_TEXT BLOCK_:
>> begin

Your argument shows that the $0$ section in $\mathcal B(X)$ is the image of the $0$ section in $\mathcal A(X)$, but that's far from establishing exactness of the sequence at either $\mathcal A(X)$ or $\mathcal B(X)$. Exactness at $\mathcal A(X)$ means that the only section in $\mathcal A(X)$ that maps to the $0$ section in $\mathcal B(X)$ is $0$, and this can be established by a stalk-wise argument similar to what you wrote (but starting with an element of $\mathcal A(X)$).

>> end

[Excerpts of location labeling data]

>> begin

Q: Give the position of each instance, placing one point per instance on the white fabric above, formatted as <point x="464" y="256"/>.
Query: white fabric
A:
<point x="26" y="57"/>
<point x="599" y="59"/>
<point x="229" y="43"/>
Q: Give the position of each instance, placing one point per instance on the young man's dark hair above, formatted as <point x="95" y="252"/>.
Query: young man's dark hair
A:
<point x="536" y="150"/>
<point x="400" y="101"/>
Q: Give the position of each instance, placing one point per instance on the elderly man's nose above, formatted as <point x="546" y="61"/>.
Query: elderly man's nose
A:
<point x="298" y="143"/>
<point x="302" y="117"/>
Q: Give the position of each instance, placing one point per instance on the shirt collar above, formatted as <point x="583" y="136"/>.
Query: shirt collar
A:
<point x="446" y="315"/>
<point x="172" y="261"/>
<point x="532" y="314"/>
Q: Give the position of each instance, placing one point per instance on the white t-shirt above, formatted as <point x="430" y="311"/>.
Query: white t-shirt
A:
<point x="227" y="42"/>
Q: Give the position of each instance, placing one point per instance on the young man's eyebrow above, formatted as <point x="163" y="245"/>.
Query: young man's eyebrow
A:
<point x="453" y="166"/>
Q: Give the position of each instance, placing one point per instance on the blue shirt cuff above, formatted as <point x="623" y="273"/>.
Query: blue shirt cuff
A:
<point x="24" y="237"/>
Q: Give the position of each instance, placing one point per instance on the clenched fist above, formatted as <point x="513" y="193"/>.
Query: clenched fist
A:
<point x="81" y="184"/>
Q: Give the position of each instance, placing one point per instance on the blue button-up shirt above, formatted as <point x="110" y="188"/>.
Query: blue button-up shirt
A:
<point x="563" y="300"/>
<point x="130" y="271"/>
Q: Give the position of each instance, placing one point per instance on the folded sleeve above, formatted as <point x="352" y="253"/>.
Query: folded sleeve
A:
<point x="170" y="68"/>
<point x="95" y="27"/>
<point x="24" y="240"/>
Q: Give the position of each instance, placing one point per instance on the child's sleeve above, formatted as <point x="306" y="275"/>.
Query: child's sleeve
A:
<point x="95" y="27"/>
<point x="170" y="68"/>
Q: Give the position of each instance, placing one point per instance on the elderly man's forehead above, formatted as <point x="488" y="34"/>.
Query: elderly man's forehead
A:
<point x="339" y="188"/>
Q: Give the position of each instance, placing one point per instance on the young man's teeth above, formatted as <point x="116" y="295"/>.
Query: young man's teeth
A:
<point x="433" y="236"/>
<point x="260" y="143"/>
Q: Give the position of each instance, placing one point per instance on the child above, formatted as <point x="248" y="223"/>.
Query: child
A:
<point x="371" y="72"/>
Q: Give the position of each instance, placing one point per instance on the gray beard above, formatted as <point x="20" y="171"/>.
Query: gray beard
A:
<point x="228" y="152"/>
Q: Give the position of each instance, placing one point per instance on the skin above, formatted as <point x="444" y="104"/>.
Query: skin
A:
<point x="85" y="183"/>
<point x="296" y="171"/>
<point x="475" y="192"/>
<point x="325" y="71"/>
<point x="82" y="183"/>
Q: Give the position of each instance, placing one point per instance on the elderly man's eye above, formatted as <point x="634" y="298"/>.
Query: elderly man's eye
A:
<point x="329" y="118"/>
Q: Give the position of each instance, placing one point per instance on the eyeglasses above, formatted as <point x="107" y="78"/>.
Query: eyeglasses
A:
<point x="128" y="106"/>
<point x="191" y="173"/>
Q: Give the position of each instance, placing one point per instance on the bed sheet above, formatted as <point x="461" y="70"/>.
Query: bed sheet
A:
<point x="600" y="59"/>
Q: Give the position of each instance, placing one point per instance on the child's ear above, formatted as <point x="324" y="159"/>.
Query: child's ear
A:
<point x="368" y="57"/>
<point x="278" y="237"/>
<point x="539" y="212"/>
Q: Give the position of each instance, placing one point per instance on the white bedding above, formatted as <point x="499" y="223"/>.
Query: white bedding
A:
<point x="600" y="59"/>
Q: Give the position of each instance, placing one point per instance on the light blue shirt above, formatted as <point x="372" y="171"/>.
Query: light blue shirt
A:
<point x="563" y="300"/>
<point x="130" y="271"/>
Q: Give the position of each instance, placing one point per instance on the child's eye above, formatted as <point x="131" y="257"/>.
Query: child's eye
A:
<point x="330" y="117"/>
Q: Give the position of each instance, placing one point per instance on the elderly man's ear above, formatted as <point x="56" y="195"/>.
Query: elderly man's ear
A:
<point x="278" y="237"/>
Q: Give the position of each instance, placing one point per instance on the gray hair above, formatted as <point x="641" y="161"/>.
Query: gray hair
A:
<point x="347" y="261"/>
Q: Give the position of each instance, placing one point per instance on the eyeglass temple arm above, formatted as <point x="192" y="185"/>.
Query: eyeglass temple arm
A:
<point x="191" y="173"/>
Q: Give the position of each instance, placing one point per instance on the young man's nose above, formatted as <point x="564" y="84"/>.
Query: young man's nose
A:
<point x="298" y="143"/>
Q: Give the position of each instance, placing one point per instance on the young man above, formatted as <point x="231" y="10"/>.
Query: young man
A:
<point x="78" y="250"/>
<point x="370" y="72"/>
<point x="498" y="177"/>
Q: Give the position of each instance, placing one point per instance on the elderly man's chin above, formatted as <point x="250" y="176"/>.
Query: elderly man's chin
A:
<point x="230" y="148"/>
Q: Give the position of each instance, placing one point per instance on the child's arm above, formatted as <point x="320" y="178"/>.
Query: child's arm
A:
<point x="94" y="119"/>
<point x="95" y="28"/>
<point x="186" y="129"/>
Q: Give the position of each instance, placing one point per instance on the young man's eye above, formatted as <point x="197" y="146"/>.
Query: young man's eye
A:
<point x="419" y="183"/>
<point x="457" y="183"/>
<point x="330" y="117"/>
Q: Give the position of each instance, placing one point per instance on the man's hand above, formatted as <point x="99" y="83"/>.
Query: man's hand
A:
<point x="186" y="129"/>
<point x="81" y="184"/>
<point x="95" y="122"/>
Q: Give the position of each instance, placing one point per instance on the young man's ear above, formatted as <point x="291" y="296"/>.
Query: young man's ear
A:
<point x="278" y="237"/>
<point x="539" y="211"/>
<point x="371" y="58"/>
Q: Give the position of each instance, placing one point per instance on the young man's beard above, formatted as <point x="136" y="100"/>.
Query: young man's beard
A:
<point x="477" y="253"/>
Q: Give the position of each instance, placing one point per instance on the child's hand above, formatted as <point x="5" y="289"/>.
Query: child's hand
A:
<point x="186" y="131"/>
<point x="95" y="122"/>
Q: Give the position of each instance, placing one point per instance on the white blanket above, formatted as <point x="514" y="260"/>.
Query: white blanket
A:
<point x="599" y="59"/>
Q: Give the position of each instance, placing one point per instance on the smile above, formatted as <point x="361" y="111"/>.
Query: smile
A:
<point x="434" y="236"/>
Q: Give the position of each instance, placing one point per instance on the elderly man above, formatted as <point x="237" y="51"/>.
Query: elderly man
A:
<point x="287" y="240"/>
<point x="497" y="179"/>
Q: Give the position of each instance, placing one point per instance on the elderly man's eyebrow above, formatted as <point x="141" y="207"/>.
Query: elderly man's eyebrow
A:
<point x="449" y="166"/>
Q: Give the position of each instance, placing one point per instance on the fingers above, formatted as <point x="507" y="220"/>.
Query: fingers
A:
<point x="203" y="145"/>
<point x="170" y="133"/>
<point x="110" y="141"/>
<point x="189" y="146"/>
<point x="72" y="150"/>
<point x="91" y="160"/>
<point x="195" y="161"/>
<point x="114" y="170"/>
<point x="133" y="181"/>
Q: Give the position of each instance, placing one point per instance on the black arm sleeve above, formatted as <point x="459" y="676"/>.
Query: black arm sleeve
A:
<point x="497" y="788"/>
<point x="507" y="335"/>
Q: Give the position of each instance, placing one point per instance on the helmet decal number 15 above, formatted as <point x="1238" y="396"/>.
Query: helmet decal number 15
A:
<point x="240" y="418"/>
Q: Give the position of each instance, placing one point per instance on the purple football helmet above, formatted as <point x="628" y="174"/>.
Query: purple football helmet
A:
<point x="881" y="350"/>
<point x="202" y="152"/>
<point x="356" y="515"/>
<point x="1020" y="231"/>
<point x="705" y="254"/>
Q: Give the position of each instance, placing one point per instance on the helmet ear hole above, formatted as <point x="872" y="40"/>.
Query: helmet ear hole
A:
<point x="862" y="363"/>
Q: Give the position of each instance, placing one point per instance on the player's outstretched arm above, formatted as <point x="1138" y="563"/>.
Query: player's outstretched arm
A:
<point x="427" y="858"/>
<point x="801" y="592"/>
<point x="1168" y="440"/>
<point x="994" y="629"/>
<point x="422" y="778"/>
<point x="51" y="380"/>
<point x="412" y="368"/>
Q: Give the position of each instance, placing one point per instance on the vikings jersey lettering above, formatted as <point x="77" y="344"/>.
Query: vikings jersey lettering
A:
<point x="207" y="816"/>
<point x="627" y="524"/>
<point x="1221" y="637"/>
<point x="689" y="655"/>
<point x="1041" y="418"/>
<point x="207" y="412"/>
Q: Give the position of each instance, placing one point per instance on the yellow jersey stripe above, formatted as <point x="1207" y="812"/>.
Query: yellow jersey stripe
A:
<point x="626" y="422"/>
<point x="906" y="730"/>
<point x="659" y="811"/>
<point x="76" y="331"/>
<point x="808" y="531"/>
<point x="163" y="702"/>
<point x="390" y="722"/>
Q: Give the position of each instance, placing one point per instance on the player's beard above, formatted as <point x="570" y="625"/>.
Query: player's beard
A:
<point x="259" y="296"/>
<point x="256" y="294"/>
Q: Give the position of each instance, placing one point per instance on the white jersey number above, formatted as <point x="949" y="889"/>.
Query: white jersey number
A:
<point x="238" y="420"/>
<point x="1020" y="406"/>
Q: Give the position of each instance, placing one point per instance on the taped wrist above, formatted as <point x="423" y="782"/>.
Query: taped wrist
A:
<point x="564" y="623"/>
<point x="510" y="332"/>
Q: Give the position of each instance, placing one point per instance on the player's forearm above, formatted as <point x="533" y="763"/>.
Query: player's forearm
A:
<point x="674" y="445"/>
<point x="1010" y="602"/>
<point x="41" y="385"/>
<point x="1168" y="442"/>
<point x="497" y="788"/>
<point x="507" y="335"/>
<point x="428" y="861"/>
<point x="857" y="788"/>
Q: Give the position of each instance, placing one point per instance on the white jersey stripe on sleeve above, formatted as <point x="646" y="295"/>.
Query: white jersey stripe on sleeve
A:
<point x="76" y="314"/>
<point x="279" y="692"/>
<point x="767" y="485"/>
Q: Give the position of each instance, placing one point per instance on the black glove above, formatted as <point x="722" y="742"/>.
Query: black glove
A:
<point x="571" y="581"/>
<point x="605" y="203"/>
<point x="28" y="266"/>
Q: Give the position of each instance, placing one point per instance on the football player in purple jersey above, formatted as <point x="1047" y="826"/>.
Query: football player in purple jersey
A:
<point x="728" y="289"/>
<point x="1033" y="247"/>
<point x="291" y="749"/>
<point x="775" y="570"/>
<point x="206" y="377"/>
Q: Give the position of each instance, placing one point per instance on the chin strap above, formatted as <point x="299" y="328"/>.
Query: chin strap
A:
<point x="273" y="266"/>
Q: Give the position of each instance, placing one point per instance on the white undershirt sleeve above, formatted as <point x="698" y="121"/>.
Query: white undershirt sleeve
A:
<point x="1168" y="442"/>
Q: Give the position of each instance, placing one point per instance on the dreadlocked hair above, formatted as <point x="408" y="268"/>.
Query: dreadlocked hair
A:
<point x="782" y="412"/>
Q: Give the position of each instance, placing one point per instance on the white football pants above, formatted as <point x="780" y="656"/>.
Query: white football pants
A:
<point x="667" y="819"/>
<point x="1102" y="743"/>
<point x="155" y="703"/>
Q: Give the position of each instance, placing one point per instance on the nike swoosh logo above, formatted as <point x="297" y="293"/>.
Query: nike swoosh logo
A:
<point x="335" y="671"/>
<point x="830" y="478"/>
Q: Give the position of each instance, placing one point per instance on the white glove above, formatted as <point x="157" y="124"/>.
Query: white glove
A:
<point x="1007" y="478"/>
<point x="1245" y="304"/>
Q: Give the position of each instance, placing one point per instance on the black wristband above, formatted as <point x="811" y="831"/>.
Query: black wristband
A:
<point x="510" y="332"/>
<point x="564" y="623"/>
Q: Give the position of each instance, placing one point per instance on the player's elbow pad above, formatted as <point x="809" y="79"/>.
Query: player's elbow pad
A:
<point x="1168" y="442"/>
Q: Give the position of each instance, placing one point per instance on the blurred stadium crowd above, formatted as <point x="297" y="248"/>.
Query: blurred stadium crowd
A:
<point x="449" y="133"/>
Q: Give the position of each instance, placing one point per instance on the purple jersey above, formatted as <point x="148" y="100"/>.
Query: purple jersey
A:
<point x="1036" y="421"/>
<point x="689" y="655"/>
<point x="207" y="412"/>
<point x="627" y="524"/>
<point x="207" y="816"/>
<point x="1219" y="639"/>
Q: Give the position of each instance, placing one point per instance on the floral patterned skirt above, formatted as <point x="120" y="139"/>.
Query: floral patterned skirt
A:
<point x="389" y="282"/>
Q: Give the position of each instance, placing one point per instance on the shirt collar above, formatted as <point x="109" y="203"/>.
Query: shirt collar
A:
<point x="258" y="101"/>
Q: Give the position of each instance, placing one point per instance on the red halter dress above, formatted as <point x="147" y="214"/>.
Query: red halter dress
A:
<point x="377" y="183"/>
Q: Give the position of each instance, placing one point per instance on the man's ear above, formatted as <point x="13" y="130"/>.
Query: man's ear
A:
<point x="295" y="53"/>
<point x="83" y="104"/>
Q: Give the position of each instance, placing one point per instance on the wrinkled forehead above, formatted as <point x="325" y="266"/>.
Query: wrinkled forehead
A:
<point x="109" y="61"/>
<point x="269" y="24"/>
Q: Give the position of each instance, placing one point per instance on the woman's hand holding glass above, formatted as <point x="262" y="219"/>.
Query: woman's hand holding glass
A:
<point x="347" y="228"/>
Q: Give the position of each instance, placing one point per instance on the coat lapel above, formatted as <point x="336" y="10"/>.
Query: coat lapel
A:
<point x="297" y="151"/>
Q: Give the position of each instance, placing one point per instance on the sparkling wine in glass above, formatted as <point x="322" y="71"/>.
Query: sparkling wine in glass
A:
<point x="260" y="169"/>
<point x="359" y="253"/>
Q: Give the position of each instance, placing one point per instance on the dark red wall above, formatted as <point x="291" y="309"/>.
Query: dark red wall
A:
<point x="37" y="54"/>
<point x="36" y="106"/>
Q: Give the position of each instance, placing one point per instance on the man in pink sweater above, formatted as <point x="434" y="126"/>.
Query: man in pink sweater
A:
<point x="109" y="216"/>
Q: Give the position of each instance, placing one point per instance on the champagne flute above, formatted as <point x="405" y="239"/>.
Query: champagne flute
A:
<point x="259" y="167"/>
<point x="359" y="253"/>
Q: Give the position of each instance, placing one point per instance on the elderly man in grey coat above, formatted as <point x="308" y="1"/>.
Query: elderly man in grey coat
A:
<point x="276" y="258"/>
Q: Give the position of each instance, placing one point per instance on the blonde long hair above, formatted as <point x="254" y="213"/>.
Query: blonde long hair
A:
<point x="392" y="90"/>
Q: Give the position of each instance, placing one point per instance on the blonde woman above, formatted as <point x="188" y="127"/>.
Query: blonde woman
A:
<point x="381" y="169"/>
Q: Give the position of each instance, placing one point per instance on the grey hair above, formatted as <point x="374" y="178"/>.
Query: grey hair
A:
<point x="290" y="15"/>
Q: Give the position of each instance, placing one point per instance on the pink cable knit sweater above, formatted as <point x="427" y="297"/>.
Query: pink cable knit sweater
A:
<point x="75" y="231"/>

>> end

_REQUEST 1_:
Answer these questions about the passage on exactness of sections:
(a) According to the passage, what does the argument being replied to show?
(b) What does exactness at $\mathcal A(X)$ mean?
(c) What kind of argument can establish that exactness, and what should it start with?
_REQUEST 2_:
Proceed with the passage on exactness of sections, starting right after its final sentence.

_FINAL ANSWER 1_:
(a) It shows that the $0$ section in $\mathcal B(X)$ is the image of the $0$ section in $\mathcal A(X)$.
(b) It means that the only section in $\mathcal A(X)$ that maps to the $0$ section in $\mathcal B(X)$ is $0$.
(c) A stalk-wise argument similar to the one written, but starting with an element of $\mathcal A(X)$.

_FINAL ANSWER 2_:
As for exactness at $\mathcal B(X)$, the fact that the composite map, from $\mathcal A(X)$ to $\mathcal C(X)$, is zero is again easy to check stalk-wise. The crux of the issue is that any section $s$ in $\mathcal B(X)$ that maps to zero in $\mathcal C(X)$ comes from a section in $\mathcal A(X)$. A stalk-wise argument gives you that $s$ can be lifted locally near each point $x\in X$; that is, $x$ has a neighborhood $U_x$ over which there is a section $q_x$ in $\mathcal A(U_x)$ that maps to (the restriction to $U_x$ of) $s$. You need to patch together all these $q_x$'s to a single section over all of $X$, which will then map to $s$. The necessary patching is possible, because $\mathcal A$ is a sheaf, provided the various $q_x$'s agree on the intersections of their domains. To see that $q_x$ and $q_y$ have the same restriction to $U_x\cap U_y$, use the fact that the difference of these restrictions maps to $0$ in $\mathcal B(U_x\cap U_y)$, and invoke the exactness at $\mathcal A(U_x\cap U_y)$.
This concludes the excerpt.